— Begin Data for this task —

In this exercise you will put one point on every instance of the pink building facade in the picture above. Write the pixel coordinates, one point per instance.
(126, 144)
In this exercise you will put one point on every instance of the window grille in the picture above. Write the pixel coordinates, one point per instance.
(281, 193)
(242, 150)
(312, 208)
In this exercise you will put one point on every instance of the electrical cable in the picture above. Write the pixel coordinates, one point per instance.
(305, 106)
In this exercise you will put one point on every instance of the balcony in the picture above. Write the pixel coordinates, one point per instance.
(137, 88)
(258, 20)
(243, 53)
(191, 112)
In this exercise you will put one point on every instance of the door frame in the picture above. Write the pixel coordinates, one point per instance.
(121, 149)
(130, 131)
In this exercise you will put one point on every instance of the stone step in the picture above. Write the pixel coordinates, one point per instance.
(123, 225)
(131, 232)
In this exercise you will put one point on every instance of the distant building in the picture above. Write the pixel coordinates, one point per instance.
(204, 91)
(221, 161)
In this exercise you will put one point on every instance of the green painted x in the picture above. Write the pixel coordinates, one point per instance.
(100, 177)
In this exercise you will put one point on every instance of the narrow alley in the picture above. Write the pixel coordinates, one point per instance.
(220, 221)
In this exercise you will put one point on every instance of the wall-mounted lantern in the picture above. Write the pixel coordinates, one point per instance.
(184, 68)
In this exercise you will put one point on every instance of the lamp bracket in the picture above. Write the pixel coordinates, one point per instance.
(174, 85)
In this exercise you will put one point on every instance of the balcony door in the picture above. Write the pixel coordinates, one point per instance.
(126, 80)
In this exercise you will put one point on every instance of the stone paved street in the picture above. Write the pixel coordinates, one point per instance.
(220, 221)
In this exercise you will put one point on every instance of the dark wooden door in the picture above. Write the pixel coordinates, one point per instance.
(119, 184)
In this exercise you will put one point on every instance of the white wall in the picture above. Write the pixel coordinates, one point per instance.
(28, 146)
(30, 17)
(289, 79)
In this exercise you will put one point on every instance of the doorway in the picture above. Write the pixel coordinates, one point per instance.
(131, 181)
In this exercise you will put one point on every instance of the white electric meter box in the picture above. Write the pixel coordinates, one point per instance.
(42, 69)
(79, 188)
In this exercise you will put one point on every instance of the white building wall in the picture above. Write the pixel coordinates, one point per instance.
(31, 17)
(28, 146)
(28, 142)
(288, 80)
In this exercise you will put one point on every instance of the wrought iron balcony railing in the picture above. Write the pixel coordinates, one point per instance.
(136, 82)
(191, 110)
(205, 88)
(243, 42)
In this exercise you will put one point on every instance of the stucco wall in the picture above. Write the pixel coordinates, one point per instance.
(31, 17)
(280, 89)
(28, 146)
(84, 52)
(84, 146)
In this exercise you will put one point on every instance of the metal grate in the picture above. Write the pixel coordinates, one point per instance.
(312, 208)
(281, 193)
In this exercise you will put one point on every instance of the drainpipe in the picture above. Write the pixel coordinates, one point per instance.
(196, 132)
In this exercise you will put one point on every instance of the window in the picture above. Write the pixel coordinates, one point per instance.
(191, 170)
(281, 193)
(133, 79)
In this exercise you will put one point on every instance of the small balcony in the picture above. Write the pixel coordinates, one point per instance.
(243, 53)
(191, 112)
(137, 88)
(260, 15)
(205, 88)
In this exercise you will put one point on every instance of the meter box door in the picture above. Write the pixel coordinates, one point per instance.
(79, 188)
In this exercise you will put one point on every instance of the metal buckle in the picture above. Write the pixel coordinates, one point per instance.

— End Data for this task —

Put every line of the records above into a numbered list, omitting any blank lines.

■ Response to the exercise:
1. In this exercise you will put one point on every instance of the pink building facade in the picture above. Write the pixel coordinates, one point per instance.
2. (126, 144)
3. In this exercise you will put one point on every instance of the window grille in the picture above. Write the pixel coordinates, one point per instance.
4. (281, 193)
5. (242, 150)
6. (312, 208)
7. In this exercise you will put one point on every instance of the electrical cable in the picture above. Write the pixel coordinates, one point per instance.
8. (305, 106)
9. In this exercise you will put one point on every instance of the balcony in the picture above. Write the pixel coordinates, one point per instance.
10. (137, 88)
11. (258, 20)
12. (243, 53)
13. (191, 112)
14. In this exercise you will put one point on every instance of the door frame in the picture above. Write the pixel coordinates, one point per instance.
15. (121, 149)
16. (130, 131)
17. In this exercise you will put one point on every instance of the stone step in the picture above. Write the pixel coordinates, one point per instance.
18. (123, 225)
19. (131, 232)
20. In this exercise you will put one point on every instance of the distant building in the picture above. Write the pixel coordinates, one point per instance.
21. (204, 91)
22. (221, 161)
23. In this exercise you will put one point on every instance of the green painted x in the picture above. Write the pixel coordinates, one point per instance.
24. (100, 177)
25. In this exercise you will put one point on every instance of the narrow alley in the picture above. Write the pixel coordinates, one point per instance.
26. (220, 221)
27. In this exercise you will put one point on every instance of the wall-mounted lantern in the picture above. Write the pixel coordinates, one point per instance.
28. (184, 68)
29. In this exercise you will put one point on every instance of the lamp bracket in the picture above. Write the pixel coordinates, one point per instance.
30. (174, 85)
31. In this exercise you will put one point on every instance of the balcony door in the picture above. Write the pixel coordinates, one point per instance.
32. (126, 80)
33. In this exercise you will put one point on every instance of the stone paved street in the picture above. Write the pixel coordinates, one point per instance.
34. (220, 221)
35. In this exercise you will put one point on every instance of the dark wooden door in the picture above. Write the pixel coordinates, one point per instance.
36. (119, 184)
37. In this exercise you will put one point on every instance of the white wall in the picture above. Write the pixel coordinates, one point per instance.
38. (28, 146)
39. (30, 17)
40. (289, 79)
41. In this exercise you will put one point on every instance of the doorway in the picture above. Write the pixel coordinates, one point per instance.
42. (131, 181)
43. In this exercise you will put one point on every instance of the white electric meter box in the picture above. Write the pixel coordinates, one point per instance.
44. (42, 69)
45. (79, 188)
46. In this exercise you will put one point on every instance of the white building wall in the picture above. Write the pixel coordinates, one point per instance.
47. (31, 17)
48. (28, 146)
49. (28, 142)
50. (288, 80)
51. In this exercise you will put one point on every instance of the wrought iron balcony railing in the picture above. Write the pixel coordinates, one point per instance.
52. (136, 82)
53. (191, 110)
54. (205, 88)
55. (243, 42)
56. In this exercise you will put one point on every instance of the stucco wall in the picture above. Write the pixel coordinates, one point per instance.
57. (31, 17)
58. (280, 89)
59. (28, 146)
60. (84, 52)
61. (84, 146)
62. In this exercise you will put one point on every instance of the metal grate in the picture above. Write the pixel coordinates, one point per instance.
63. (312, 208)
64. (281, 193)
65. In this exercise you will put one point on every instance of the drainpipe in the picture above. Write the pixel coordinates, one point per instance.
66. (196, 132)
67. In this exercise you will put one point on every instance of the window in the picture above. Write the pixel coordinates, one point per instance.
68. (191, 170)
69. (281, 193)
70. (133, 79)
71. In this exercise you will put one point on every instance of the small balcony in the picture above. Write the pixel coordinates, one point per instance.
72. (243, 53)
73. (191, 112)
74. (137, 88)
75. (260, 15)
76. (205, 88)
77. In this exercise you will put one point on every instance of the meter box door in the picture above. Write the pixel coordinates, one point per instance.
78. (79, 188)
79. In this exercise you will put one point on every instance of the metal buckle in the picture above. Write the pixel coordinates, one point per instance.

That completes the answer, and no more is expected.